_Task description:_ Reproduce every line of the data, starting at the line that contains "Check that each instance of the orange" and ending at the last line of the data, with each x and y coordinate multiplied by 2.25 and rounded to a whole number, halves rounded up. Leave all other text unchanged, and output only those lines.

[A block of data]
══════
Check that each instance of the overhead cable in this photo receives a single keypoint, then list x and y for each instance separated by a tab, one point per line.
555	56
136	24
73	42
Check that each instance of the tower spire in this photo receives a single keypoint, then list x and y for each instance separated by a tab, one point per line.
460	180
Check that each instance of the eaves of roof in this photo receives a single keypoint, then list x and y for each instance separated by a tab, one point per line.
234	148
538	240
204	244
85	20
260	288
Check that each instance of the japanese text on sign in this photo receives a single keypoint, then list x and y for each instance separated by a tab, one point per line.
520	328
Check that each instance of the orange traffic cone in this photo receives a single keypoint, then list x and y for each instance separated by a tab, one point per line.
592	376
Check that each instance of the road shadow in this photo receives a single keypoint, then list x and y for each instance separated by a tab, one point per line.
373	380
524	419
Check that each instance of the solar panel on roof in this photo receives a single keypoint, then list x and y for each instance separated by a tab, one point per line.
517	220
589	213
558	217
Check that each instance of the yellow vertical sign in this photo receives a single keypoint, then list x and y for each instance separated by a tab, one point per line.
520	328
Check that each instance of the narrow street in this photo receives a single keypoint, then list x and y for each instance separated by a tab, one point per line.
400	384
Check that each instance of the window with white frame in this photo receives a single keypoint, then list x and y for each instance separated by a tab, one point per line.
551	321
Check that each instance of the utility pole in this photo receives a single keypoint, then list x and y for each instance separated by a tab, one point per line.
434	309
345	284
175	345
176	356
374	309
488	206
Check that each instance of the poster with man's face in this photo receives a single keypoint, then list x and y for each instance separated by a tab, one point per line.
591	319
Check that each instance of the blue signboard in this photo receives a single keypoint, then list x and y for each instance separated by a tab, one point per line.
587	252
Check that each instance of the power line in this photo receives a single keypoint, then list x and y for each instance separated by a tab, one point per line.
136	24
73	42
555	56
══════
_Solution to the problem:_
Check that each instance of the orange traffic cone in this photo receives a single keypoint, then list x and y for each instance separated by a tab, one point per line.
1332	846
Check that each instance of the road shadow in this photo receives a single keypoint, then list x and y for each instance separated by a tab, one point per line.
839	855
1179	943
Check that each instance of the solar panel on roof in this photo receives a single keypoint, then list x and y for each instance separated by a tab, one point per line.
1163	495
1325	479
1256	488
Check that each instance of the yellow vertical sign in this photo receives a single keypoint, then list x and y for each instance separated by a tab, one point per line.
1170	738
Check that each instance of the narrow street in this photo receives a single keypoint, then list x and y for each instance separated by a tab, one point per line.
900	864
Check that each instance of the window with white frame in this photo receives a single keypoint, then list x and y for each instance separated by a tab, one point per line.
1240	722
Check that each instance of the utility pole in this photo receives a single keypoint, then list x and y for each instance separated by a tab, one point per line.
977	695
776	639
394	776
396	801
842	695
1098	464
Check that each instance of the poster with man's face in this photo receives a single keypoint, then list x and y for each instance separated by a tab, one point per line.
1330	718
Check that each instance of the blue signboard in this photo receives a single keypoint, then list x and y for each instance separated by a tab, one point per line.
1321	567
Check that each instance of the power line in this photo receives a single keypoint, then list x and y for each instance separated by a tab, one point per line.
306	54
164	95
1249	126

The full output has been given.